> _Supplied passage_:
————————

The House met for 10 days in September. My previouscoverage only takes us up to day 4, so let’s start over.
The biggest topic early in the month was the Better Local Government Act and its successor, “Bill 31, Efficient Local Government Act, 2018” which was materially the same but included the Notwithstanding Clause so it could be passed despite being ruled unconstitutional by the courts.
But then the appeal was upheld, and the original act was ruled constitutional. Bill 31 remains on the books, but is unlikely to see further debate. Toronto will have 25 wards this coming election. And Ontario’s government has shown its willingness to invoke constitutional privilege over such a matter.
But what else did the Legislative Assembly do this month besides start a constitutional challenge?
Bill 4, Cap and Trade Cancellation Act, 2018, saw two days of debate in September. It’s the same thing going in circles: The Opposition says it is better than nothing and The Government says it is worse than nothing. I’m with the Opposition on this: make polluting industries pay and use the collected money to improve lives for people.
Bill 6, Poet Laureate of Ontario Act (In Memory of Gord Downie), 2018, was referred to committee. I like the idea of having a Poet Laureate of Ontario to champion the arts in the province.
Bill 7, Fairness in Petroleum Products Pricing Act, 2018, was referred to committee. This is pretty much as expected as it’s adapting what other provinces do to regulate consumer gasoline prices and there’s broad political support for it. I fret a little about anything touching the carbon economy, but I haven’t read anything against it.
Bill 28, Alternative Land Use and Services Program for Agricultural Land Act, 2018, which allows farmers to use parts of their fields as snowbreaks, windbreaks, or other natural features passed second reading and is referred to committee for implementation. It appears to be the first step towards funding farmers for doing so in specific ways. Broad support across the aisles, except on the details of where this might lead. I struggle to understand what this is even about given it doesn’t have funding and it doesn’t actually seem to do anything.
Bill 32, Access to Natural Gas Act, 2018, was introduced. Gas distributors need to invest in infrastructure to deliver natural gas to consumers. Some consumers are cheaper to deliver to than others. This act allows the Energy Board to protect the more expensive-to-deliver-to consumers from paying too much for distribution by allowing the gas distributor to raise rates across its customer base instead of requiring the expensive-to-deliver-to consumers to bear the full weight of the cost of delivery themselves. I’m okay with this so long as it doesn’t give gas distributors the leeway to raise rates in excess of what is necessary to deliver natural gas to consumers.

————————

> _Dataset extract_:
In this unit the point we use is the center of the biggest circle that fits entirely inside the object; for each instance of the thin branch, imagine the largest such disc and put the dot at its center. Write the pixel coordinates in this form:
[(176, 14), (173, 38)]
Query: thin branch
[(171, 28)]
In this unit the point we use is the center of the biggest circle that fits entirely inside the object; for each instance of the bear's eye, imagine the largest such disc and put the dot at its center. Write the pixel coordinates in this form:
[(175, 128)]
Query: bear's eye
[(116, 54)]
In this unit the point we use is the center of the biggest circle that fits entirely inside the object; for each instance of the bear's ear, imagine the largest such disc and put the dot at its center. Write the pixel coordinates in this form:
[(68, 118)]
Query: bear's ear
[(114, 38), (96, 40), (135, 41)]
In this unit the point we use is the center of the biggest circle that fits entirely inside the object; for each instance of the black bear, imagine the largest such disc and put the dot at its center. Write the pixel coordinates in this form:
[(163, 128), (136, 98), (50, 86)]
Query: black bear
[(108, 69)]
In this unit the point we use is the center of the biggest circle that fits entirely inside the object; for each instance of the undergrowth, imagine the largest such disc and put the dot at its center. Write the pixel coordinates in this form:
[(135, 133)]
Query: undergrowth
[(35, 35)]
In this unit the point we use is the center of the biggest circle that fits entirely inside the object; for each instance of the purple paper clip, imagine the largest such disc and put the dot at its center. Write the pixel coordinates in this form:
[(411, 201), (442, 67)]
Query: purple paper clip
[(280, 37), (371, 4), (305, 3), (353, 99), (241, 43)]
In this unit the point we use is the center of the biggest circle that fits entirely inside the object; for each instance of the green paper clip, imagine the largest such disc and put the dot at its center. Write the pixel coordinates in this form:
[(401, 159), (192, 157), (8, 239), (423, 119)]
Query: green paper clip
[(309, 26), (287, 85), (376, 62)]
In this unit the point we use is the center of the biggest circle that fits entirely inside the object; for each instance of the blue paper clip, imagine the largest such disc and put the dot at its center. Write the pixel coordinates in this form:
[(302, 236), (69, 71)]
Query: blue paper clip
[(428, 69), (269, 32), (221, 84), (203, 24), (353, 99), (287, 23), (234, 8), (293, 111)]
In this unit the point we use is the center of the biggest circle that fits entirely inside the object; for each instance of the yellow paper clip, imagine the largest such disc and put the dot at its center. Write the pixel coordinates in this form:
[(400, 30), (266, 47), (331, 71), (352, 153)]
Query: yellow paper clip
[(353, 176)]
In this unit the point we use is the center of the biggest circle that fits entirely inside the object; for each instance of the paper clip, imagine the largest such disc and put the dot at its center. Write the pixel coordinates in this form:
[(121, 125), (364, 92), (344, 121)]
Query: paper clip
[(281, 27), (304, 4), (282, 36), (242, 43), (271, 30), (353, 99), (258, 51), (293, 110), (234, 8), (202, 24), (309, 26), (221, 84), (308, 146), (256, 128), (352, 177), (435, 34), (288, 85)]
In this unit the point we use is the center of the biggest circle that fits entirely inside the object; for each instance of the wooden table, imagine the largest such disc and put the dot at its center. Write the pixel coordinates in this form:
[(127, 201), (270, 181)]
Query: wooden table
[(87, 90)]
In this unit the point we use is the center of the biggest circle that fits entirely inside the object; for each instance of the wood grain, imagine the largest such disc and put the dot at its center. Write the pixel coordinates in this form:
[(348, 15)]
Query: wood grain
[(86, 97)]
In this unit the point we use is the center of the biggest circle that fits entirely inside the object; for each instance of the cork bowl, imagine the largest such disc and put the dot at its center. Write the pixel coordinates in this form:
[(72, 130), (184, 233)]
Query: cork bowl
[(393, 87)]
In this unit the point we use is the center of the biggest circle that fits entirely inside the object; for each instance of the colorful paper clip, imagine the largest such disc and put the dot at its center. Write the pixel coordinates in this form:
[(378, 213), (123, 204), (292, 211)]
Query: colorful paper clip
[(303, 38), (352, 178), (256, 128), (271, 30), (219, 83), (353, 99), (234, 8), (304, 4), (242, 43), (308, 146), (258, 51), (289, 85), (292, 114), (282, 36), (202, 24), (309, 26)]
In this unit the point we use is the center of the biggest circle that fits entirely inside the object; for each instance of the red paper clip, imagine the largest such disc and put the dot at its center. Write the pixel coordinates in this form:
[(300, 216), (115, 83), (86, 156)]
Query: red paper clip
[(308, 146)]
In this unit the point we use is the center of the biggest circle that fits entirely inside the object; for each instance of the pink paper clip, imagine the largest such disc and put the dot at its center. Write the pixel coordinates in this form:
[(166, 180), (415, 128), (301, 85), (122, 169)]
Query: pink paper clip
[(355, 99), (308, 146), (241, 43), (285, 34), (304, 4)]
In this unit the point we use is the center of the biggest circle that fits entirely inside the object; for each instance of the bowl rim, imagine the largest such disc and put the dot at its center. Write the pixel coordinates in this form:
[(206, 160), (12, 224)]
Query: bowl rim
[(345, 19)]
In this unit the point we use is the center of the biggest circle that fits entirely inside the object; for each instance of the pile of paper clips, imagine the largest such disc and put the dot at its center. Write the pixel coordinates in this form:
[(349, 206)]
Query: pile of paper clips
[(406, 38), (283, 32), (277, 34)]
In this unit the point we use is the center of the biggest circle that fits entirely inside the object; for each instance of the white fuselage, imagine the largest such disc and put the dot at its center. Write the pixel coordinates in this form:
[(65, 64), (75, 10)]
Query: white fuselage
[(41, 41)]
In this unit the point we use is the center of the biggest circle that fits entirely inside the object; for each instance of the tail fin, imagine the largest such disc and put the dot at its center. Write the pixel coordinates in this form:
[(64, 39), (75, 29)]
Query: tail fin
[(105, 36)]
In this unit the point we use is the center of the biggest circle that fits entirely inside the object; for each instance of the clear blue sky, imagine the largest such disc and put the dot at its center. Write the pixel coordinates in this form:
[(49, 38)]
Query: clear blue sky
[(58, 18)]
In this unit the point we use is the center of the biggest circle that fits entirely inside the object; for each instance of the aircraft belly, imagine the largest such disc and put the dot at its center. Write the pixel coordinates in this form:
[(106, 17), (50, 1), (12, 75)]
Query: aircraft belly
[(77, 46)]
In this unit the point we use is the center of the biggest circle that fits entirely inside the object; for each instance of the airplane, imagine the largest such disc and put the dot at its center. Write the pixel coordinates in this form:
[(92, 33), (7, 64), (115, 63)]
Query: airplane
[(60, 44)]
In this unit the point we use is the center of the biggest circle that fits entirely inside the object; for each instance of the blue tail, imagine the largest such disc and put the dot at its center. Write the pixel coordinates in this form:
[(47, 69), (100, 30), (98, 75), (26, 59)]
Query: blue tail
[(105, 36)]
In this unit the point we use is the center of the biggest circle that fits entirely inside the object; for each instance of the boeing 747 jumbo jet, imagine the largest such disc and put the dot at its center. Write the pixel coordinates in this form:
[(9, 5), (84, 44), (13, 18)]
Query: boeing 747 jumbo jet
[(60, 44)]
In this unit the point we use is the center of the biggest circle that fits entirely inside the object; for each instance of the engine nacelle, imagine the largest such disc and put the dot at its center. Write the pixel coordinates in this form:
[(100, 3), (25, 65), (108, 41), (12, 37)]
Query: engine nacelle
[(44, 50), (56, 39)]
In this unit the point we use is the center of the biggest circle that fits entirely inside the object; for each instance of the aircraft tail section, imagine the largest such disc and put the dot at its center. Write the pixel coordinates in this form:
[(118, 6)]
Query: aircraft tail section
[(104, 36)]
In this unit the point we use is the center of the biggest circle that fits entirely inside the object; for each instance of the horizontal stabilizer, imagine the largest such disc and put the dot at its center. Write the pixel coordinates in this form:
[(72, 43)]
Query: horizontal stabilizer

————————

> _Exercises to complete_:
1. Please copy the Legislative Assembly passage between "The biggest topic" and "such a matter.", inclusive.
2. Decide whether each statement agrees with the Legislative Assembly passage, answering yes or no and quoting the words that settle it: (a) Bill 7 was referred to committee. (b) Bill 4 saw three days of debate in September. (c) Toronto will have 25 wards in the coming election.
The listing was taken from a different source.

> _Response list_:
1.
The biggest topic early in the month was the Better Local Government Act and its successor, “Bill 31, Efficient Local Government Act, 2018” which was materially the same but included the Notwithstanding Clause so it could be passed despite being ruled unconstitutional by the courts.
But then the appeal was upheld, and the original act was ruled constitutional. Bill 31 remains on the books, but is unlikely to see further debate. Toronto will have 25 wards this coming election. And Ontario’s government has shown its willingness to invoke constitutional privilege over such a matter.

2.
(a) Yes: "Bill 7, Fairness in Petroleum Products Pricing Act, 2018, was referred to committee."
(b) No: "Bill 4, Cap and Trade Cancellation Act, 2018, saw two days of debate in September."
(c) Yes: "Toronto will have 25 wards this coming election."